#### What you need to do:
Please transcribe the records precisely; pictures stay out of your copy.

#### Given entries:
"""

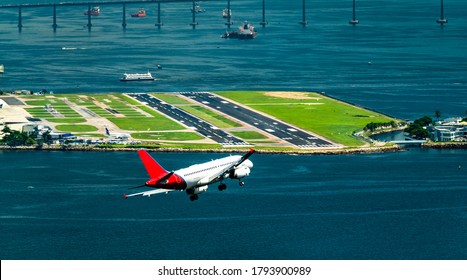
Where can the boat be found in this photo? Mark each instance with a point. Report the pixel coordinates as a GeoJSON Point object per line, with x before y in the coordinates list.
{"type": "Point", "coordinates": [246, 31]}
{"type": "Point", "coordinates": [137, 77]}
{"type": "Point", "coordinates": [140, 13]}
{"type": "Point", "coordinates": [95, 11]}
{"type": "Point", "coordinates": [198, 9]}
{"type": "Point", "coordinates": [227, 13]}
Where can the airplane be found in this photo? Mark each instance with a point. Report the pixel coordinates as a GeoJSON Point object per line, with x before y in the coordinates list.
{"type": "Point", "coordinates": [195, 179]}
{"type": "Point", "coordinates": [116, 135]}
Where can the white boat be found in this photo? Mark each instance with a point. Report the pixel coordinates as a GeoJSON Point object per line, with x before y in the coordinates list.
{"type": "Point", "coordinates": [226, 13]}
{"type": "Point", "coordinates": [137, 77]}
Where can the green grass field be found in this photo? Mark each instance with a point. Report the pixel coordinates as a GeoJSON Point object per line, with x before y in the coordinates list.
{"type": "Point", "coordinates": [324, 116]}
{"type": "Point", "coordinates": [76, 127]}
{"type": "Point", "coordinates": [172, 136]}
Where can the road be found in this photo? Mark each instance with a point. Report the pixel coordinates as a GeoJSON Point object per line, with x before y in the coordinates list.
{"type": "Point", "coordinates": [279, 129]}
{"type": "Point", "coordinates": [202, 127]}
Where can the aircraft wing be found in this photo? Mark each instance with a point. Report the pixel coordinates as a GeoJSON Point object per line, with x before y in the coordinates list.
{"type": "Point", "coordinates": [227, 169]}
{"type": "Point", "coordinates": [148, 193]}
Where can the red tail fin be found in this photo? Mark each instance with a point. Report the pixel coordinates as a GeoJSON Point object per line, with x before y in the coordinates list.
{"type": "Point", "coordinates": [154, 169]}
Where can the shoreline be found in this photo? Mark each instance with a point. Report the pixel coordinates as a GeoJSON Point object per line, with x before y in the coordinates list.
{"type": "Point", "coordinates": [362, 150]}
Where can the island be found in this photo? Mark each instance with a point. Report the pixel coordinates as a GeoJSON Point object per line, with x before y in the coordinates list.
{"type": "Point", "coordinates": [220, 121]}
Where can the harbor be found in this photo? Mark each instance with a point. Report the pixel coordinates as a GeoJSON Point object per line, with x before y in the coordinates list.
{"type": "Point", "coordinates": [156, 4]}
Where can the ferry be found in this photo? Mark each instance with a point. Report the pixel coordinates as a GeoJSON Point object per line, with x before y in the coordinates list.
{"type": "Point", "coordinates": [140, 13]}
{"type": "Point", "coordinates": [137, 77]}
{"type": "Point", "coordinates": [226, 13]}
{"type": "Point", "coordinates": [95, 11]}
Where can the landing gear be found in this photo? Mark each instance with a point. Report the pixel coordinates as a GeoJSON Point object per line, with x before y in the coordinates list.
{"type": "Point", "coordinates": [222, 187]}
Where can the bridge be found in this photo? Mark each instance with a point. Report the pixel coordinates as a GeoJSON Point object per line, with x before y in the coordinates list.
{"type": "Point", "coordinates": [89, 5]}
{"type": "Point", "coordinates": [442, 20]}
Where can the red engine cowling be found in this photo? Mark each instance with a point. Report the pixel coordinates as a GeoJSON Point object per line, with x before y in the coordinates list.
{"type": "Point", "coordinates": [239, 173]}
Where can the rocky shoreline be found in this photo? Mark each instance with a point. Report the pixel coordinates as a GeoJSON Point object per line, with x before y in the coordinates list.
{"type": "Point", "coordinates": [361, 150]}
{"type": "Point", "coordinates": [445, 145]}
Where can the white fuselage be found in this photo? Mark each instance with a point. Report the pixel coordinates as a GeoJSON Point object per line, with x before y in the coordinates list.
{"type": "Point", "coordinates": [198, 174]}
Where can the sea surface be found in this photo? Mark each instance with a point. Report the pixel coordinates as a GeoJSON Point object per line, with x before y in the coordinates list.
{"type": "Point", "coordinates": [398, 61]}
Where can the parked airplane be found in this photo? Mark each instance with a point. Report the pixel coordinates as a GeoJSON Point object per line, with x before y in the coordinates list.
{"type": "Point", "coordinates": [196, 178]}
{"type": "Point", "coordinates": [116, 135]}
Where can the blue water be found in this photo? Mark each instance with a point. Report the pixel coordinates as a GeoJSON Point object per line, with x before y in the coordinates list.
{"type": "Point", "coordinates": [417, 67]}
{"type": "Point", "coordinates": [409, 205]}
{"type": "Point", "coordinates": [69, 205]}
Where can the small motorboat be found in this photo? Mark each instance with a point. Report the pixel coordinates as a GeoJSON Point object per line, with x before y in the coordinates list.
{"type": "Point", "coordinates": [140, 13]}
{"type": "Point", "coordinates": [226, 13]}
{"type": "Point", "coordinates": [95, 11]}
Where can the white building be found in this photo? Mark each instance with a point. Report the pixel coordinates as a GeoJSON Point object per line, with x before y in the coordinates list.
{"type": "Point", "coordinates": [445, 133]}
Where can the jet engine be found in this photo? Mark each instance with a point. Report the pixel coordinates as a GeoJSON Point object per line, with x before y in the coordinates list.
{"type": "Point", "coordinates": [197, 190]}
{"type": "Point", "coordinates": [239, 173]}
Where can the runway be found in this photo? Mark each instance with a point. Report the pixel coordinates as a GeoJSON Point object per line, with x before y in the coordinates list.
{"type": "Point", "coordinates": [202, 127]}
{"type": "Point", "coordinates": [279, 129]}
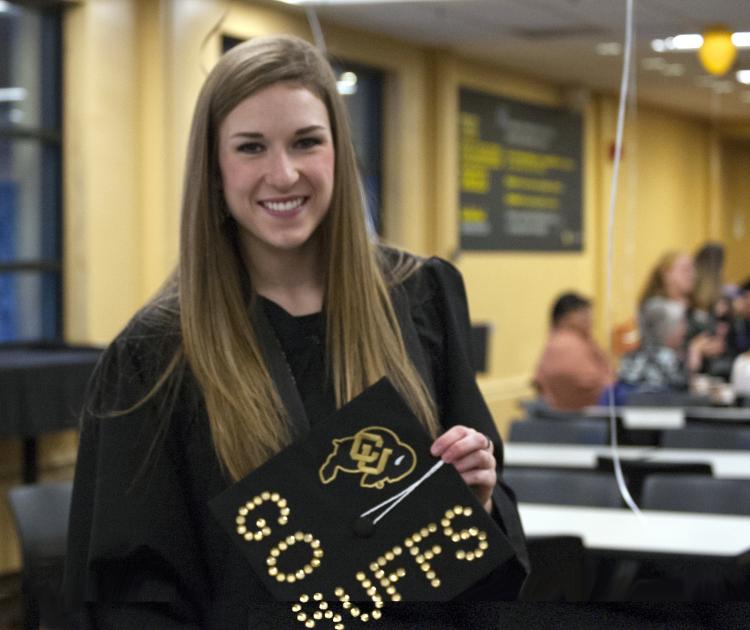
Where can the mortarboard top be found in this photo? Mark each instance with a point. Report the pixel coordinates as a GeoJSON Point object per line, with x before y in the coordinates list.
{"type": "Point", "coordinates": [316, 524]}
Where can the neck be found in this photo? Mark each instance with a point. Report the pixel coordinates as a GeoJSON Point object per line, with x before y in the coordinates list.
{"type": "Point", "coordinates": [293, 279]}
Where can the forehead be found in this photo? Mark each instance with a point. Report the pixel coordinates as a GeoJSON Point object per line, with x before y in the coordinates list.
{"type": "Point", "coordinates": [279, 107]}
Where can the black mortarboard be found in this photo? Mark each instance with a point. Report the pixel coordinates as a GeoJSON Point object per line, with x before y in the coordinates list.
{"type": "Point", "coordinates": [316, 523]}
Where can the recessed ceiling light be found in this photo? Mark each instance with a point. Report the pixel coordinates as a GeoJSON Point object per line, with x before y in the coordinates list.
{"type": "Point", "coordinates": [673, 70]}
{"type": "Point", "coordinates": [347, 83]}
{"type": "Point", "coordinates": [609, 49]}
{"type": "Point", "coordinates": [723, 87]}
{"type": "Point", "coordinates": [693, 41]}
{"type": "Point", "coordinates": [653, 63]}
{"type": "Point", "coordinates": [12, 94]}
{"type": "Point", "coordinates": [705, 81]}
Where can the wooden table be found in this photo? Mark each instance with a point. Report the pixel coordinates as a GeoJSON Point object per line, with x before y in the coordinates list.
{"type": "Point", "coordinates": [726, 464]}
{"type": "Point", "coordinates": [41, 390]}
{"type": "Point", "coordinates": [672, 417]}
{"type": "Point", "coordinates": [653, 532]}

"""

#### Result of the exercise:
Where can the boat be found in this photo? Mark each instance with a point. Report the pixel coordinates as a GeoJSON Point object per line, with x before y in the coordinates list.
{"type": "Point", "coordinates": [246, 31]}
{"type": "Point", "coordinates": [137, 77]}
{"type": "Point", "coordinates": [140, 13]}
{"type": "Point", "coordinates": [95, 11]}
{"type": "Point", "coordinates": [198, 9]}
{"type": "Point", "coordinates": [227, 13]}
Where can the airplane be found in this photo? Mark each instance with a point. Report the pixel coordinates as a GeoJSON Point object per line, with x before y in the coordinates list.
{"type": "Point", "coordinates": [195, 179]}
{"type": "Point", "coordinates": [116, 135]}
Where can the white boat be found in this photo? Mark each instance with a point. Report the pixel coordinates as a GeoJSON Point object per line, with x before y in the coordinates list.
{"type": "Point", "coordinates": [226, 13]}
{"type": "Point", "coordinates": [137, 77]}
Where can the green grass field be found in this photo? Mark each instance with a point. Report the pixel coordinates as a GeoJSON Point object per line, with x before y in the coordinates list.
{"type": "Point", "coordinates": [324, 116]}
{"type": "Point", "coordinates": [76, 127]}
{"type": "Point", "coordinates": [172, 136]}
Where can the road be found in this photo? Mark each instance with a point. Report the pixel coordinates as a GeoJSON Point object per line, with x before y in the coordinates list.
{"type": "Point", "coordinates": [279, 129]}
{"type": "Point", "coordinates": [202, 127]}
Where can the aircraft wing be found in this photo? Mark each instance with a point. Report the pixel coordinates as a GeoJSON Point object per line, with x before y in the coordinates list.
{"type": "Point", "coordinates": [227, 169]}
{"type": "Point", "coordinates": [148, 193]}
Where can the red tail fin be found in this photo? Mark each instance with a point. Report the pixel coordinates as a GeoJSON Point object per line, with x before y in the coordinates list.
{"type": "Point", "coordinates": [154, 169]}
Where can the shoreline be found in this photo? Mark each instance with a point. Report the pixel coordinates as a GeoJSON Point object per line, with x before y in the coordinates list.
{"type": "Point", "coordinates": [362, 150]}
Where can the island be found in this photo? Mark each instance with a point. Report the pixel coordinates as a GeoJSON Point object per line, with x before y in the coordinates list.
{"type": "Point", "coordinates": [220, 121]}
Where can the harbor be found in this photo? Mark each instance with a point. Report the pixel coordinates as a GeoJSON Point object per line, with x before y in the coordinates list.
{"type": "Point", "coordinates": [156, 4]}
Where can the ferry be found in this photo? Mark each instance with a point. Report the pixel coordinates as a GeoJSON Point object per line, with x before y in the coordinates list.
{"type": "Point", "coordinates": [140, 13]}
{"type": "Point", "coordinates": [137, 77]}
{"type": "Point", "coordinates": [226, 13]}
{"type": "Point", "coordinates": [95, 11]}
Where can the landing gear be found in this photo? Mark each instance with a point. Report the pixel coordinates as a GeoJSON Point object per line, with x before y in the coordinates list.
{"type": "Point", "coordinates": [222, 187]}
Where can the bridge be found in this photo? Mark each instance with a point. Report the pixel coordinates as a GeoJSON Point object per line, with x before y in the coordinates list.
{"type": "Point", "coordinates": [89, 5]}
{"type": "Point", "coordinates": [442, 20]}
Where can the red engine cowling be found in this photo? Mark each instance with a point. Report the pixel coordinates as a GeoJSON Point object per line, with x before y in the coordinates list.
{"type": "Point", "coordinates": [239, 173]}
Where can the rocky shoreline be found in this photo? Mark each instance with a point. Report the pixel coordinates as a GeoJSON Point object per line, with x before y in the coordinates list.
{"type": "Point", "coordinates": [361, 150]}
{"type": "Point", "coordinates": [445, 145]}
Where can the white fuselage be found in this photo? Mark each instance with a point. Report the pixel coordinates as a GeoJSON Point object per line, with x before y in the coordinates list.
{"type": "Point", "coordinates": [198, 174]}
Where can the sea surface be found in this photo? Mark each instance with a point. Report the pixel coordinates as a GeoJSON Point object per line, with x before y in the coordinates list.
{"type": "Point", "coordinates": [398, 61]}
Where can the parked airplane be found in this photo? Mark each instance with a point. Report the pixel coordinates as a GeoJSON Point object per line, with x before y in the coordinates list.
{"type": "Point", "coordinates": [196, 178]}
{"type": "Point", "coordinates": [116, 135]}
Where can the blue water be found in this photo? Mark each instance with a point. Report the pixel coordinates as a GeoJSON Point object per line, with x before y in the coordinates list.
{"type": "Point", "coordinates": [417, 67]}
{"type": "Point", "coordinates": [409, 205]}
{"type": "Point", "coordinates": [69, 205]}
Where can the small motorboat be found in this photo? Mark each instance with a point. Report the pixel coordinates as a GeoJSON Point object per line, with x before y in the coordinates list.
{"type": "Point", "coordinates": [140, 13]}
{"type": "Point", "coordinates": [226, 13]}
{"type": "Point", "coordinates": [95, 11]}
Where can the white building be found in this photo? Mark each instance with a point. Report the pixel coordinates as a GeoJSON Point object per line, with x before y in the coordinates list.
{"type": "Point", "coordinates": [445, 133]}
Where can the jet engine be found in this photo? Mark each instance with a point. Report the pixel coordinates as a GeoJSON Point object per line, with x before y in the coordinates list.
{"type": "Point", "coordinates": [197, 190]}
{"type": "Point", "coordinates": [239, 173]}
Where can the runway be found in this photo? Mark each instance with a point. Report the pixel coordinates as a GeoJSON Point object per line, with x before y in the coordinates list.
{"type": "Point", "coordinates": [202, 127]}
{"type": "Point", "coordinates": [279, 129]}
Where can the mortarboard top be found in this photo? Mark each instance with a point. Report the pixel coordinates as a GeoJSON Point object per line, with x before y in the coordinates list.
{"type": "Point", "coordinates": [316, 524]}
Where can the neck be found in this photo? Mark each instance with a point. Report the pixel coordinates as a GeoJSON Point object per line, with x before y in the coordinates list.
{"type": "Point", "coordinates": [293, 279]}
Where can the forehead be found in this photo? Mark each instance with a point. Report the pixel coordinates as a GeoJSON Point object per line, with x before y in the coordinates list.
{"type": "Point", "coordinates": [279, 107]}
Where can the black mortarboard be found in this photo? Mark each instance with a point. Report the pixel coordinates as a GeoJSON Point object per line, with x before y in the coordinates list.
{"type": "Point", "coordinates": [316, 523]}
Where can the recessed ceiling light be found in this photo? Mark each instance with a point. Report the pixel coordinates as a GeoJSON Point object per line, with x before y in the coordinates list.
{"type": "Point", "coordinates": [673, 70]}
{"type": "Point", "coordinates": [347, 83]}
{"type": "Point", "coordinates": [609, 49]}
{"type": "Point", "coordinates": [723, 87]}
{"type": "Point", "coordinates": [693, 41]}
{"type": "Point", "coordinates": [653, 63]}
{"type": "Point", "coordinates": [12, 94]}
{"type": "Point", "coordinates": [705, 81]}
Where can the wooden table be found in this photo? Mark each instance with a point. Report the pixel coordinates as a GeoJSON Point object per line, with x before y in the coordinates list.
{"type": "Point", "coordinates": [726, 464]}
{"type": "Point", "coordinates": [41, 390]}
{"type": "Point", "coordinates": [672, 417]}
{"type": "Point", "coordinates": [653, 532]}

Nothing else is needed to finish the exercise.